* [PROVIDED RECORDS]
··········
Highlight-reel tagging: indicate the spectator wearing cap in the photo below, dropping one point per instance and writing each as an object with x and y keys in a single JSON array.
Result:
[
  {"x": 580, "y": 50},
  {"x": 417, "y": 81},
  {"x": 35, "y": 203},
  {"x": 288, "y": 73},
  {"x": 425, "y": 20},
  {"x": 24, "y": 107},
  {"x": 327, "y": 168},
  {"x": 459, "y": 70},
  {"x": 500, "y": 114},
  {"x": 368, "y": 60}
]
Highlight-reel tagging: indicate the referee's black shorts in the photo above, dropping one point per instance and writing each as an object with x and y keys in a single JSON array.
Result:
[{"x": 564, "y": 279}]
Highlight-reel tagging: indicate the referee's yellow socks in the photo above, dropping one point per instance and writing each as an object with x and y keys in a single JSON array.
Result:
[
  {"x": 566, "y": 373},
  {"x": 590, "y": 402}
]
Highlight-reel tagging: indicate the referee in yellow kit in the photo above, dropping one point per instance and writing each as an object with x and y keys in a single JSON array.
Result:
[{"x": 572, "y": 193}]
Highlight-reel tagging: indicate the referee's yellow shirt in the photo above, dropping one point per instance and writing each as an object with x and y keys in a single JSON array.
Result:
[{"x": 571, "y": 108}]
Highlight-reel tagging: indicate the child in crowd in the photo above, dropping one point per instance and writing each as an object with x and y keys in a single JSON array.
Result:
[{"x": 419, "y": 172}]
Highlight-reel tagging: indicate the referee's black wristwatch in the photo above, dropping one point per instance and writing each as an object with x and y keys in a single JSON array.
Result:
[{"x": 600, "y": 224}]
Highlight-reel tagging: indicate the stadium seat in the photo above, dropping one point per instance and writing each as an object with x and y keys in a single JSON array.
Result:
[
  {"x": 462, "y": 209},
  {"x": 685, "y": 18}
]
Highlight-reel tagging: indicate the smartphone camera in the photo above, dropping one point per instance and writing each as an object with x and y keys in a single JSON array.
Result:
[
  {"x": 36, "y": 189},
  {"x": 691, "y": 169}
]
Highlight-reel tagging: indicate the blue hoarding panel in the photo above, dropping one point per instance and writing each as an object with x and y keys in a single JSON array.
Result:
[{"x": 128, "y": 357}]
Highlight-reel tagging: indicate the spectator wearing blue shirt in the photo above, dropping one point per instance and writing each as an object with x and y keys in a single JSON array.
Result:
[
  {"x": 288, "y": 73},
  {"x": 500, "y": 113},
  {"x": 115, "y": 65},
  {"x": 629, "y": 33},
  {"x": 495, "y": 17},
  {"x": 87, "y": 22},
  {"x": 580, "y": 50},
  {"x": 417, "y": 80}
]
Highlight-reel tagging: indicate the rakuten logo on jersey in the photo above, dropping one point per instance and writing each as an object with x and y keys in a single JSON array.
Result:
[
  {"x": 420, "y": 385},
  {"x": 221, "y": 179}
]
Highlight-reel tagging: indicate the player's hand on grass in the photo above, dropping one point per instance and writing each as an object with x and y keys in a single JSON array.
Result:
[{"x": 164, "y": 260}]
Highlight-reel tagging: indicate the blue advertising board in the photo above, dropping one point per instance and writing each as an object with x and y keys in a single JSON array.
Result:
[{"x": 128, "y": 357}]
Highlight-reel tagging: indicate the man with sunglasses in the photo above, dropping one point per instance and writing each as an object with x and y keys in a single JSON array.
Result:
··········
* [INSTRUCTIONS TO FOLLOW]
Please reproduce the lines from the line with "Highlight-reel tagging: indicate the referee's black wristwatch" to the line with "Highlight-reel tagging: indicate the blue hoarding", both ends included, exactly as they appear above.

* [RESULT]
Highlight-reel tagging: indicate the referee's black wristwatch in the photo above, dropping one point per instance and writing each as an object with x and y keys in a single JSON array.
Result:
[{"x": 600, "y": 224}]
Highlight-reel tagging: indicate the stadium seat in the photo above, dropping one point per instance and writing each as an object with x and y keys in a single JSON array.
Result:
[
  {"x": 462, "y": 209},
  {"x": 685, "y": 18}
]
Highlight-reel tagging: indicate the smartphone camera in the photo above, dropping one point per instance and writing each as an object with x and y keys in a single JSON array.
Result:
[
  {"x": 36, "y": 189},
  {"x": 691, "y": 169}
]
Highlight-reel tagging: indicate the blue hoarding panel in the photo above, dropping one point per instance and writing each as an object with x and y keys in a single JSON array.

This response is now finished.